Records from a dataset:
****************************************
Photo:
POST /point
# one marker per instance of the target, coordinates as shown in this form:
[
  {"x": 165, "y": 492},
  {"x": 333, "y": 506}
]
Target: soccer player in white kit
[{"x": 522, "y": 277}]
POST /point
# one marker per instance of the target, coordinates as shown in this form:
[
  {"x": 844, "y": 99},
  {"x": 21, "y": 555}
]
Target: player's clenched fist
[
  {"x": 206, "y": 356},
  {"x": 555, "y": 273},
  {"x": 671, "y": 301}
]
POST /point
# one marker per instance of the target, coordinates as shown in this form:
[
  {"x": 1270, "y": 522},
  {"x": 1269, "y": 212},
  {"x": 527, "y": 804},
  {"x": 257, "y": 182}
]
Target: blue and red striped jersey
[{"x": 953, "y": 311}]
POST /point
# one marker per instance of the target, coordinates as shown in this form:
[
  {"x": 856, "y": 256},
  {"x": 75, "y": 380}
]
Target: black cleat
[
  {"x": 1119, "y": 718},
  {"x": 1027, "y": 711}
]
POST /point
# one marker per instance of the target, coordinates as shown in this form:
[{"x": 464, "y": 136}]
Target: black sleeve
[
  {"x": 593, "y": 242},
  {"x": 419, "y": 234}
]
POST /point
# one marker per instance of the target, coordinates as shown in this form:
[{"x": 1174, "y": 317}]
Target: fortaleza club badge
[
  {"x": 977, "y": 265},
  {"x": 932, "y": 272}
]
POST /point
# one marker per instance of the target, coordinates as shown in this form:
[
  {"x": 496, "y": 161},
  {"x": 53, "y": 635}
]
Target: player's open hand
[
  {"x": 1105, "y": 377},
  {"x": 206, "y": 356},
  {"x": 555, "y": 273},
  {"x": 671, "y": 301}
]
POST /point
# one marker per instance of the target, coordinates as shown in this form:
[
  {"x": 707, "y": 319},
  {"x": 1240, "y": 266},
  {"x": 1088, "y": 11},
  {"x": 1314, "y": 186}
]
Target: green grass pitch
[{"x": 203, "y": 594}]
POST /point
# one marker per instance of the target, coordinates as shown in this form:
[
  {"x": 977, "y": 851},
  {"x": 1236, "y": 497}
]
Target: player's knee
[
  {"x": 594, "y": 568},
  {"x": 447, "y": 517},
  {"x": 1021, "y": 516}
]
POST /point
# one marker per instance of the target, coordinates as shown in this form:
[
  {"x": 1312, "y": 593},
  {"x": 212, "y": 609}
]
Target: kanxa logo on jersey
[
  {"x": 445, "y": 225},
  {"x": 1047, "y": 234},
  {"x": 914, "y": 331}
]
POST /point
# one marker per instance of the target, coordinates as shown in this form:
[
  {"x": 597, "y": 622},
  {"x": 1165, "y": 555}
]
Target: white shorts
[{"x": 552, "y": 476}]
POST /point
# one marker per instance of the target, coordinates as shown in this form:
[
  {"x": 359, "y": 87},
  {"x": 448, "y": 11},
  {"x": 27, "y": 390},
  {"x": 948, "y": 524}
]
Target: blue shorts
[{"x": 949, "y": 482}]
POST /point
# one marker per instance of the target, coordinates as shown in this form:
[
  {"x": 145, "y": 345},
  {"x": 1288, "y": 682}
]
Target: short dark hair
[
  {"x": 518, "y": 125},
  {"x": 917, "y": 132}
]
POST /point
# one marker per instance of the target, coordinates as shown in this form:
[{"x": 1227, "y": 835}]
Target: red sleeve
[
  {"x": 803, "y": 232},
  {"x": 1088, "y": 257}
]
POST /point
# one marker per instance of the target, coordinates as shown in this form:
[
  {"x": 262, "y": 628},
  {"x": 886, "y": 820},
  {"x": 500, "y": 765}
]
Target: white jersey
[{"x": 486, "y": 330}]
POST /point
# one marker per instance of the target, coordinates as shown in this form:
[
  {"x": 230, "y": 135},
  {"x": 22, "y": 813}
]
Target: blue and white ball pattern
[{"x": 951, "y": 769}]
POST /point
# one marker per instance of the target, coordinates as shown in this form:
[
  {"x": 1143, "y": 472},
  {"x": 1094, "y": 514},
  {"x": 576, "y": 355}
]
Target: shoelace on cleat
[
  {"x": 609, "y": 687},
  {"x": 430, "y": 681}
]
****************************************
• TASK GOAL: Output each of the records exactly as it stands above.

• SOLUTION:
Photo:
POST /point
# one marker per instance of the target, coordinates as shown in this form:
[
  {"x": 165, "y": 492},
  {"x": 333, "y": 506}
]
Target: soccer player in white kit
[{"x": 522, "y": 277}]
POST /point
# one marker per instance of the target, coordinates as shown in this form:
[
  {"x": 844, "y": 99},
  {"x": 21, "y": 555}
]
Target: player's clenched fist
[
  {"x": 206, "y": 356},
  {"x": 555, "y": 273},
  {"x": 671, "y": 301}
]
POST /point
# one marker per instance of the target, coordinates as shown in this form:
[
  {"x": 1270, "y": 522},
  {"x": 1269, "y": 212},
  {"x": 527, "y": 804},
  {"x": 257, "y": 182}
]
Target: blue and red striped jersey
[{"x": 953, "y": 311}]
POST /point
# one marker per instance of the target, coordinates as shown in this form:
[
  {"x": 856, "y": 256},
  {"x": 75, "y": 380}
]
Target: black cleat
[
  {"x": 1119, "y": 718},
  {"x": 1027, "y": 711}
]
POST /point
# one marker per instance of the target, coordinates as shown in this form:
[{"x": 464, "y": 136}]
Target: black sleeve
[
  {"x": 593, "y": 242},
  {"x": 419, "y": 234}
]
POST /point
# one marker per instance of the target, coordinates as shown in this form:
[{"x": 1174, "y": 317}]
Target: fortaleza club badge
[
  {"x": 977, "y": 265},
  {"x": 932, "y": 272}
]
POST /point
# one marker per instance of the target, coordinates as shown in this form:
[
  {"x": 496, "y": 161},
  {"x": 53, "y": 635}
]
Target: player's open hand
[
  {"x": 1105, "y": 377},
  {"x": 206, "y": 356},
  {"x": 555, "y": 273},
  {"x": 671, "y": 301}
]
POST /point
# one marker per instance of the target, coordinates as shown in this form:
[
  {"x": 707, "y": 319},
  {"x": 1240, "y": 266},
  {"x": 1088, "y": 11},
  {"x": 1314, "y": 186}
]
Target: green grass pitch
[{"x": 203, "y": 594}]
POST /point
# one marker per instance of the target, coordinates as shown in this form:
[
  {"x": 977, "y": 851},
  {"x": 1236, "y": 497}
]
Target: player's knee
[
  {"x": 594, "y": 568},
  {"x": 447, "y": 517},
  {"x": 1021, "y": 516}
]
POST /point
# one marker per instance of the target, coordinates as shown in this form:
[
  {"x": 1312, "y": 593},
  {"x": 212, "y": 609}
]
Target: kanxa logo on jersey
[
  {"x": 445, "y": 225},
  {"x": 1047, "y": 234},
  {"x": 914, "y": 331}
]
POST /point
# one marker per instance of the target, coordinates as shown in this form:
[
  {"x": 597, "y": 622},
  {"x": 1165, "y": 555}
]
Target: white shorts
[{"x": 552, "y": 476}]
POST /point
# one marker per instance of the target, coordinates as shown in this form:
[
  {"x": 359, "y": 87},
  {"x": 448, "y": 11},
  {"x": 27, "y": 390},
  {"x": 948, "y": 524}
]
Target: blue shorts
[{"x": 949, "y": 482}]
POST /point
# one marker per instance of the target, coordinates as shown in this form:
[
  {"x": 145, "y": 345},
  {"x": 1288, "y": 682}
]
Target: short dark hair
[
  {"x": 518, "y": 125},
  {"x": 917, "y": 132}
]
POST /point
# one marker per instance of the target, coordinates as shown in this form:
[{"x": 1227, "y": 835}]
Target: red sleeve
[
  {"x": 803, "y": 232},
  {"x": 1088, "y": 257}
]
POST /point
# one marker per instance of the target, coordinates as shown in this form:
[
  {"x": 262, "y": 628},
  {"x": 886, "y": 820},
  {"x": 500, "y": 765}
]
Target: white jersey
[{"x": 486, "y": 330}]
POST /point
# one marker per instance of the target, coordinates as shown in this form:
[
  {"x": 230, "y": 135},
  {"x": 22, "y": 813}
]
Target: blue and white ball pattern
[{"x": 951, "y": 769}]
POST /point
# one marker per instance of the target, coordinates as shown in this form:
[
  {"x": 1143, "y": 472},
  {"x": 1094, "y": 514},
  {"x": 576, "y": 355}
]
Target: shoelace on cleat
[
  {"x": 609, "y": 687},
  {"x": 430, "y": 681}
]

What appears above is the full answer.